Problems and tasks.
(1) Decide whether each statement below agrees with the passage on large language models, and answer yes or no, quoting the words of the passage that settle it. (a) Zhou Bin is the CTO of Huawei's Ascend Computing. (b) The Chinchilla Law holds that model size should grow while the number of training tokens stays fixed. (c) Emergent abilities in LLMs appear only after roughly 10^20 floating-point operations.
(2) Using the passage on large language models, answer these:
(a) Into which three kinds of memory does the brain process the knowledge fed into it?
(b) Who outlined a four-layer technical framework for artificial intelligence?
(c) Between what two scales of parameters are these models said to be transitioning?
── Given passage
The Evolution and Challenges of Large Language Models
Large language models (LLMs) have revolutionized the narrative landscape, enabling the creation of vibrant stories and facilitating deep dialogues with users. Meanwhile, visual models possess the capabilities to recognize, categorize, and generate images, earning them the title of digital artists. Multi-modal models seamlessly process text, images, audio, and video, showcasing their versatility. Built on the Transformer architecture, these models are making significant impacts across various facets of human society, transitioning from millions to trillions of parameters.
However, this advancement brings forth new challenges, including substantial computational power requirements, high energy consumption during training and inference, and concerns over data quality. As a result, researchers are encountering a crossroads in the development of these models.
The Need for Layered Memory in Future Models
Current large models can infer similar terms, yet they still fall short of the human brain’s predictive capabilities. The difference lies in "layered memory." When various types of knowledge—meta-knowledge, high-frequency, and low-frequency—are fed into the brain, they are processed into implicit memory (conditioned reflexes), explicit memory (conscious recollections), and working memory (temporary data storage). For next-generation LLMs to achieve greater intelligence, they too need a layered approach.
"To advance the next generation of large models, we must effectively utilize comprehensive data while minimizing costs and energy consumption," stated Academician He Weinan of the Chinese Academy of Sciences. During the forum on "Transcending Boundaries: Exploring Fundamental Research in Next-Gen Large Models," He outlined a four-layer technical framework for artificial intelligence. The first layer is a universal AI database that actively engages in data analysis and decision-making, encompassing structured, unstructured, and semi-structured data. Building upon this, the second layer integrates general models with specialized knowledge bases, fostering depth and precision in various fields. These elements combine to create a third layer of intelligent agents (smaller models) that leverage the extensive capabilities of larger models.
The Three Laws Guiding Large Model Development
According to Zhou Bin, CTO of Huawei's Ascend Computing, three fundamental laws govern the development of large models:
1. Scaling Law: The size of a model dictates its potential capabilities. Research indicates that larger models perform better, showing a dependency on scale that aligns with increases in computational power, data, and parameters.
2. Chinchilla Law: This law suggests that, within the confines of limited computational resources, there exists an optimal ratio between model size and the volume of training data. Both the size of the model and the number of training tokens should expand proportionately.
3. Emergent Abilities: This principle emphasizes that certain capabilities only manifest when computational volume surpasses a specific threshold. Recent testing shows that LLMs begin to demonstrate significant emergent abilities after performing approximately 10^22 floating-point operations.
────
── Data for review
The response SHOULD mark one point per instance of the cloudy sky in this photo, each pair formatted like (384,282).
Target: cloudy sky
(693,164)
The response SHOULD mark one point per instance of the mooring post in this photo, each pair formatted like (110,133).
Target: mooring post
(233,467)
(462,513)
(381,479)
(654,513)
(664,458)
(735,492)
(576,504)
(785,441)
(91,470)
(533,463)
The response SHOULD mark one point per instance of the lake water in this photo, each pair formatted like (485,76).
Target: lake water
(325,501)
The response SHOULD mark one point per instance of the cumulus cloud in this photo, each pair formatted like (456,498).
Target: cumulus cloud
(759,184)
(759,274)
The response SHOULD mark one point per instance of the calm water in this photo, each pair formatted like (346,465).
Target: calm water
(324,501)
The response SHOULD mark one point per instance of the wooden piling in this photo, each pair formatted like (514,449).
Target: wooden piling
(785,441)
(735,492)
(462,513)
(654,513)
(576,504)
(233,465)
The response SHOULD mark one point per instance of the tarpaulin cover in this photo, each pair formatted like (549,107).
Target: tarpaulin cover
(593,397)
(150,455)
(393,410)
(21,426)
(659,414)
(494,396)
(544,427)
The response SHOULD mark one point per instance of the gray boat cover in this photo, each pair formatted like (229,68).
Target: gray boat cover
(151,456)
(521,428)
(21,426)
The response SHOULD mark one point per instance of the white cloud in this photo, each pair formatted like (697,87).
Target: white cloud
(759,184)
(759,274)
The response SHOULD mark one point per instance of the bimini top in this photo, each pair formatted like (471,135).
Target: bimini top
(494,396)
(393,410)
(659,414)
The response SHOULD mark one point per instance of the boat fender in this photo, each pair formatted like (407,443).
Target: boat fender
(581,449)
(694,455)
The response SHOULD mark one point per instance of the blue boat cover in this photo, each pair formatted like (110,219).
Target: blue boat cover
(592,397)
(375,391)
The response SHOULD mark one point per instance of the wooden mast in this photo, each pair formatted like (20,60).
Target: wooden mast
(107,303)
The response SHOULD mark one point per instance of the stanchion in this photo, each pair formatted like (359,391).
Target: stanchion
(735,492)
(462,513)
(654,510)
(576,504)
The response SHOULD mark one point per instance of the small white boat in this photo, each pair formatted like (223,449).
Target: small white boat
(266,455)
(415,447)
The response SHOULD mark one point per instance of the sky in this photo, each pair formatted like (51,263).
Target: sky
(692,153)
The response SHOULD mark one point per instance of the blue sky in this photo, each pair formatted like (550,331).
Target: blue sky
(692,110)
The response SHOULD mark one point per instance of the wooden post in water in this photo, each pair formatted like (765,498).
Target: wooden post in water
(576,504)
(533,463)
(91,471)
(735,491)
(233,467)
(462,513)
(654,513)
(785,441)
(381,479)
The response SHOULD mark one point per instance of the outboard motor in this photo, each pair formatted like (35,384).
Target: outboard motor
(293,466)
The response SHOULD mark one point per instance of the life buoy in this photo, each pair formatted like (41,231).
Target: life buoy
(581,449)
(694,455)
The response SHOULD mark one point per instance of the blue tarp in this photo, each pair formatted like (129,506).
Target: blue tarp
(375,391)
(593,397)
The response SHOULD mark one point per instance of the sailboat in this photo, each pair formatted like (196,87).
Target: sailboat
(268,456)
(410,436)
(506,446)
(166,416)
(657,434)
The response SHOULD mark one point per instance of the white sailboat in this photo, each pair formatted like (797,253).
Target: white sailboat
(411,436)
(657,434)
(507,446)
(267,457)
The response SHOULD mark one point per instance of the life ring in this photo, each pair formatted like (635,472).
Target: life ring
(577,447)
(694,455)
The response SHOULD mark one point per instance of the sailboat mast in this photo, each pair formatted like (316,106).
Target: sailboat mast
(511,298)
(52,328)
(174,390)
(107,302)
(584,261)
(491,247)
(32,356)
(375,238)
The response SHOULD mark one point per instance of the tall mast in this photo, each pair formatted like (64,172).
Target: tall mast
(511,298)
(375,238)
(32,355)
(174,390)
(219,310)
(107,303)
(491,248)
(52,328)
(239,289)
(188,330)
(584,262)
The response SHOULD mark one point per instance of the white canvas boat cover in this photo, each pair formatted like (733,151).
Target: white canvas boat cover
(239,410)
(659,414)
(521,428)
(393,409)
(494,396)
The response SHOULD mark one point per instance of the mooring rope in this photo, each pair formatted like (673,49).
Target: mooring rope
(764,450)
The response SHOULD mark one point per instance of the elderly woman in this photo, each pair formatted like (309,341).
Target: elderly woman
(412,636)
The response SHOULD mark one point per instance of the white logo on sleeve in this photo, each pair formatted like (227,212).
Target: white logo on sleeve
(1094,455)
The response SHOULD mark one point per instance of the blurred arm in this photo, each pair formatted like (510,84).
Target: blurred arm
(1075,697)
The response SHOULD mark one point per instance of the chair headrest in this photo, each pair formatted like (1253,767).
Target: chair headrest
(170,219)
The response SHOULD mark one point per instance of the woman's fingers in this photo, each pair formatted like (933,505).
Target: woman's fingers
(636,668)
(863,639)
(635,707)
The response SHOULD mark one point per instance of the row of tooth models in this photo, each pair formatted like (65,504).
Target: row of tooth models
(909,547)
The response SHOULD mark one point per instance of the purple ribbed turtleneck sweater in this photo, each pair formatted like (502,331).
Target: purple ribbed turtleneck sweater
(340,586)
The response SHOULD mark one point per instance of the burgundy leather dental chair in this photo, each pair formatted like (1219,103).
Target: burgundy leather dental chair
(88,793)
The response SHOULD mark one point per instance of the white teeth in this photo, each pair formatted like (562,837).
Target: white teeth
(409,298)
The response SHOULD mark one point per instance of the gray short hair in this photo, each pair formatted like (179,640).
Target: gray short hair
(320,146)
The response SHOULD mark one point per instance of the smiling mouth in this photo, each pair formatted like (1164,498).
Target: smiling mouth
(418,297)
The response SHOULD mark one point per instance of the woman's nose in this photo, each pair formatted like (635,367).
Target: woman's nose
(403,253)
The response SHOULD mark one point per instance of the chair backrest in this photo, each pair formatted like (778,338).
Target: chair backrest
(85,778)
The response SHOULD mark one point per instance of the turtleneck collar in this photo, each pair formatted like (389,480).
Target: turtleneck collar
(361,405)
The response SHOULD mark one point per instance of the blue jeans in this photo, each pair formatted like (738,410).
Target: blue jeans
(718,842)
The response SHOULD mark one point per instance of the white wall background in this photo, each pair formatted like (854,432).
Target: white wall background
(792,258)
────
Responses by item number.
(1)
(a) Yes: "Zhou Bin, CTO of Huawei's Ascend Computing"
(b) No: "Both the size of the model and the number of training tokens should expand proportionately."
(c) No: "approximately 10^22 floating-point operations"

(2)
(a) Implicit memory, explicit memory and working memory.
(b) Academician He Weinan of the Chinese Academy of Sciences.
(c) From millions to trillions of parameters.